BRIEF
Turn the data below into a numbered list, starting at the line that contains "Q: Point to every instance of the wheel" and ending at the last line of the data, and leave out any blank lines.

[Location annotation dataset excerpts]
---*---

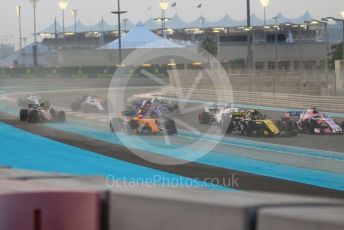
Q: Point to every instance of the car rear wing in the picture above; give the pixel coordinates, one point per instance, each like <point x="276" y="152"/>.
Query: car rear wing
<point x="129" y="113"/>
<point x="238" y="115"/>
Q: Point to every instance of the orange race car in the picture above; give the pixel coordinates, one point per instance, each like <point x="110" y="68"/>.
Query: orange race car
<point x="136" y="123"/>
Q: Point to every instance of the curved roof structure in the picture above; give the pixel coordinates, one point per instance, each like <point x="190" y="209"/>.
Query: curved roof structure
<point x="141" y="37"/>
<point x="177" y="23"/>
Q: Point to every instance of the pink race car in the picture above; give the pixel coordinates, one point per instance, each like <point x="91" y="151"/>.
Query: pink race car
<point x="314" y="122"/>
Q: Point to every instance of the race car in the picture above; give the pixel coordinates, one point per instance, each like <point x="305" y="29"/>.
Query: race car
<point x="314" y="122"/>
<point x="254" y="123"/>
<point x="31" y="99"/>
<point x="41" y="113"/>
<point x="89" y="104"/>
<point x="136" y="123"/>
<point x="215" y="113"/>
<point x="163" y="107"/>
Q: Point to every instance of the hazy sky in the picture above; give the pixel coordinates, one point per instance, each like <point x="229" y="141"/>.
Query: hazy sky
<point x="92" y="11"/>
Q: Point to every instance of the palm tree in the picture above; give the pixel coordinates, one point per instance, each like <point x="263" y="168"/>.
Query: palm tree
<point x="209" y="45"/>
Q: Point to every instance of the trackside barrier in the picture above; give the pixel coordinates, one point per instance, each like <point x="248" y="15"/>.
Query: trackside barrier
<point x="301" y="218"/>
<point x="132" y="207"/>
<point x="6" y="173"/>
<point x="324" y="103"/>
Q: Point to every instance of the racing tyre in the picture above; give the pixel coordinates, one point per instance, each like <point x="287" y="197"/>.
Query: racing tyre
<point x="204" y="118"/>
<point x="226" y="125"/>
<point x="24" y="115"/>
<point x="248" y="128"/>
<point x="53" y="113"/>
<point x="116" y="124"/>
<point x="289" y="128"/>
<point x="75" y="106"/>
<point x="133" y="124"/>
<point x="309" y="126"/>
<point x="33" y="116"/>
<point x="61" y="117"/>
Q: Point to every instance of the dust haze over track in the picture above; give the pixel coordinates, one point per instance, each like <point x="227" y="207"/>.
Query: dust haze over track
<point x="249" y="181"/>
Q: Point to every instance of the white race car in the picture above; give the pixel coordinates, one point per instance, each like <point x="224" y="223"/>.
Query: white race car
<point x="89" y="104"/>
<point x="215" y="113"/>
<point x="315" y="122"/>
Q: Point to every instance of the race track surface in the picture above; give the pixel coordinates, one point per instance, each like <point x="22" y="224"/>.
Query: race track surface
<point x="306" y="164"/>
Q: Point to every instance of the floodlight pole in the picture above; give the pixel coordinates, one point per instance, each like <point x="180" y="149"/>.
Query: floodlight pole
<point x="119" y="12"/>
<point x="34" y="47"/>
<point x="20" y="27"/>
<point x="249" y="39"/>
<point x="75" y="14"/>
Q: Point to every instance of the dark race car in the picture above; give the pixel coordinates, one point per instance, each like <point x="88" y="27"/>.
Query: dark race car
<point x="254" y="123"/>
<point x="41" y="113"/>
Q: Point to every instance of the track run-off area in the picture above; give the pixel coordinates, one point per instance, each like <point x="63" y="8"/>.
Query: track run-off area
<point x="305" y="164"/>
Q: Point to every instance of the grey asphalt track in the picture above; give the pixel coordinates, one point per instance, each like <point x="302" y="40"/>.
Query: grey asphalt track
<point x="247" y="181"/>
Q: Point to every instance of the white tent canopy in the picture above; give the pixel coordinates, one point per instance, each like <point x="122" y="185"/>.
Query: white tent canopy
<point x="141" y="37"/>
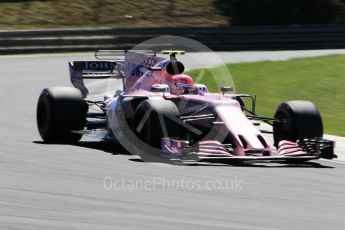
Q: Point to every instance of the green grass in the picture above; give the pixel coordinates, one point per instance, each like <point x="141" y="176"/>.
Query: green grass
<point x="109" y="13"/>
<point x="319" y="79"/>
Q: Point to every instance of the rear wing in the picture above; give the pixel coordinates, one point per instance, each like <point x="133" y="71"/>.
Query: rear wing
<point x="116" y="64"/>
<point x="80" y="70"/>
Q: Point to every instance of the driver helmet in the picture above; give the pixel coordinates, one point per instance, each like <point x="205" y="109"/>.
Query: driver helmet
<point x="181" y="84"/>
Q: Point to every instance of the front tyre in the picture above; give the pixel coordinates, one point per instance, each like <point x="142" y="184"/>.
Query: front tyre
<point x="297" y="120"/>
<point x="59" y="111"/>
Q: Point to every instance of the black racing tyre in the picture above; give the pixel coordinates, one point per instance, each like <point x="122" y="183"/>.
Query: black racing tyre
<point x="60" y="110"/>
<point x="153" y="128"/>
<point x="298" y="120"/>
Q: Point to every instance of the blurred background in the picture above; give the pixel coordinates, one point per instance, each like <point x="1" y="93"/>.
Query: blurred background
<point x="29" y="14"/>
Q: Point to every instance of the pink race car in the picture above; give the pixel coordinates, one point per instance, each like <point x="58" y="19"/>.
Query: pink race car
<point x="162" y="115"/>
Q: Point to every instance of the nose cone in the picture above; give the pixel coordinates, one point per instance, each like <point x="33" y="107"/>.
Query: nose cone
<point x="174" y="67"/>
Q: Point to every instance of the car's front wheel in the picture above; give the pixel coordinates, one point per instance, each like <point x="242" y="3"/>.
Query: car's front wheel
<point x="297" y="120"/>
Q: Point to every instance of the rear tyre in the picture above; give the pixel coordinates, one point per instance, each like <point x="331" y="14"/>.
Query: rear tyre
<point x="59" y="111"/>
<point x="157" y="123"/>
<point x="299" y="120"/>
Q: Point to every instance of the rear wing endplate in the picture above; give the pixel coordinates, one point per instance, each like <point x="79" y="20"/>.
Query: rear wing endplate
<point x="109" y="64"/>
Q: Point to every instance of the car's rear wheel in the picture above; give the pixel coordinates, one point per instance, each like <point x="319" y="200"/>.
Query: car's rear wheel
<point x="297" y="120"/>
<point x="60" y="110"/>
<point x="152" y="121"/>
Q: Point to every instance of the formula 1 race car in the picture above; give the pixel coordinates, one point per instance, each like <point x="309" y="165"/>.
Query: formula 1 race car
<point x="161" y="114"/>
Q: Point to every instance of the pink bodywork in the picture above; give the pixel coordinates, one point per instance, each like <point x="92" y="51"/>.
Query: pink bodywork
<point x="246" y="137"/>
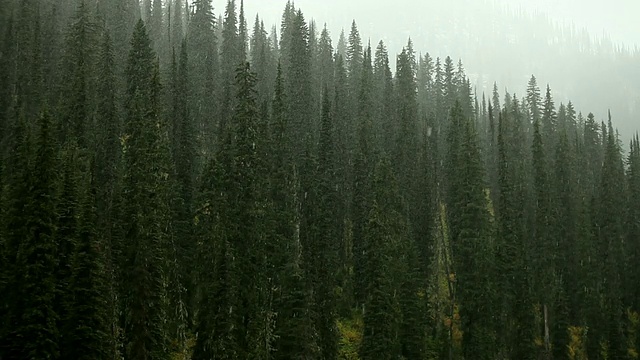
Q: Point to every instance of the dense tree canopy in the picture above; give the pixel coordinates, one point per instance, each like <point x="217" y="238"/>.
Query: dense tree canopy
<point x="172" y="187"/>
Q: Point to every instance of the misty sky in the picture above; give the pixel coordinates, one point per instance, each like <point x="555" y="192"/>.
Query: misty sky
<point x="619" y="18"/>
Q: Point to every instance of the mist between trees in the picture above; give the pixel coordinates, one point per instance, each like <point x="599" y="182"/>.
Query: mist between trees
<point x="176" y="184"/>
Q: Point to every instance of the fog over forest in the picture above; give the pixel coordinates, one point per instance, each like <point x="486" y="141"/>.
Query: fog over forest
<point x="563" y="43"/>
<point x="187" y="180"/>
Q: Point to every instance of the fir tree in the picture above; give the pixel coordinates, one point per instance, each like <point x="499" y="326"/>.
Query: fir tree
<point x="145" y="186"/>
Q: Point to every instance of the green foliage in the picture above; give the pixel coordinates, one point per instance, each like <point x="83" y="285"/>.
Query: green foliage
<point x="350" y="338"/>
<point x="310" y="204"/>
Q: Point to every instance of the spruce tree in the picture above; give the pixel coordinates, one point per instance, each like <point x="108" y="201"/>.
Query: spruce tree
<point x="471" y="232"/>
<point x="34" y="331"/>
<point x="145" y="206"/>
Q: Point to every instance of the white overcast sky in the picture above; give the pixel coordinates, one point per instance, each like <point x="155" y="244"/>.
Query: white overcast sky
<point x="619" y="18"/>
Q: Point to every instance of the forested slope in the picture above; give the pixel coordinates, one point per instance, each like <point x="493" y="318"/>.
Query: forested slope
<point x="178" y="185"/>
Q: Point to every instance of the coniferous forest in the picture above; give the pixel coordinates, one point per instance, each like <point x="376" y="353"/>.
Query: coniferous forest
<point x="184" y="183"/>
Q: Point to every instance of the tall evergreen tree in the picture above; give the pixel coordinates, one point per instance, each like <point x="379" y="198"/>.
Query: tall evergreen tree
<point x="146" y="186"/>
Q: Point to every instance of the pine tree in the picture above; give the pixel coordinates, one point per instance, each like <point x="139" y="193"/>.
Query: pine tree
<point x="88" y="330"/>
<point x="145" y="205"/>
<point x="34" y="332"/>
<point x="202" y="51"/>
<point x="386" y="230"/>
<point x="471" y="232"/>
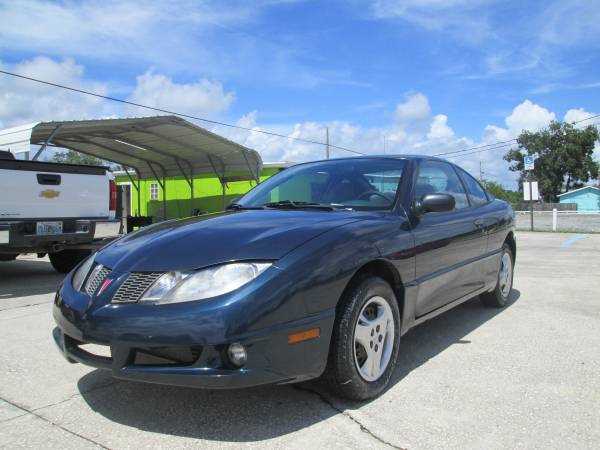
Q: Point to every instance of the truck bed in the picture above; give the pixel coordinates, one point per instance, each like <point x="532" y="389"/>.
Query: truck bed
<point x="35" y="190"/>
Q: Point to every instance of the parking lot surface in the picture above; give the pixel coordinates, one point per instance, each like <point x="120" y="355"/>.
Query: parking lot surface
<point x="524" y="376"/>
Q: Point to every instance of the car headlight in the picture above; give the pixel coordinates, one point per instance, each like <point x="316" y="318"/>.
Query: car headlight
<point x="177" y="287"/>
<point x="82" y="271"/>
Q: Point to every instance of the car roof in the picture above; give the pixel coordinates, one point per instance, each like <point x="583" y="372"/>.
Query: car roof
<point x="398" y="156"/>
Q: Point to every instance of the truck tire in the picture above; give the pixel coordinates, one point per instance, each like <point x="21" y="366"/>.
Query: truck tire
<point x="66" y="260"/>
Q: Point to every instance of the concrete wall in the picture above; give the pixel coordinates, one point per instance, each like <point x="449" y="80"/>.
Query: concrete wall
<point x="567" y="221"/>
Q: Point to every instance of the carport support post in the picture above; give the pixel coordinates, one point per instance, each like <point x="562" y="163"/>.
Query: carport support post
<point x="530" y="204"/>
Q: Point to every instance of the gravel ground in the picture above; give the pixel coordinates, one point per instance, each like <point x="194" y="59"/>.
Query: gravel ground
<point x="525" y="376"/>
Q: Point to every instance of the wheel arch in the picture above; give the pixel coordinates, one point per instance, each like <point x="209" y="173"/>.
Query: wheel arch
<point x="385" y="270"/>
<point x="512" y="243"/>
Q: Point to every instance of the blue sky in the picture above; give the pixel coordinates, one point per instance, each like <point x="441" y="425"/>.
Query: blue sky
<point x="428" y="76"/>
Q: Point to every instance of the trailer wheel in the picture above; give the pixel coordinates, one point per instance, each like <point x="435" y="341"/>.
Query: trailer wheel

---*---

REPLY TO THE EXERCISE
1. Q: Point to every instance of the wheel arch in the picture above; give the pixel coordinates, one point per instance, each like <point x="209" y="173"/>.
2. Query: wheel arch
3. <point x="385" y="270"/>
4. <point x="512" y="243"/>
5. Q: Point to every instance of the blue sky in the picture above; give the pixel coordinates, one point per instance, each like <point x="441" y="425"/>.
6. Query: blue sky
7. <point x="428" y="76"/>
8. Q: Point to every instance of the trailer wheel in the picture above; give the pixel coordinates, one point per instance, each like <point x="435" y="341"/>.
9. Query: trailer wheel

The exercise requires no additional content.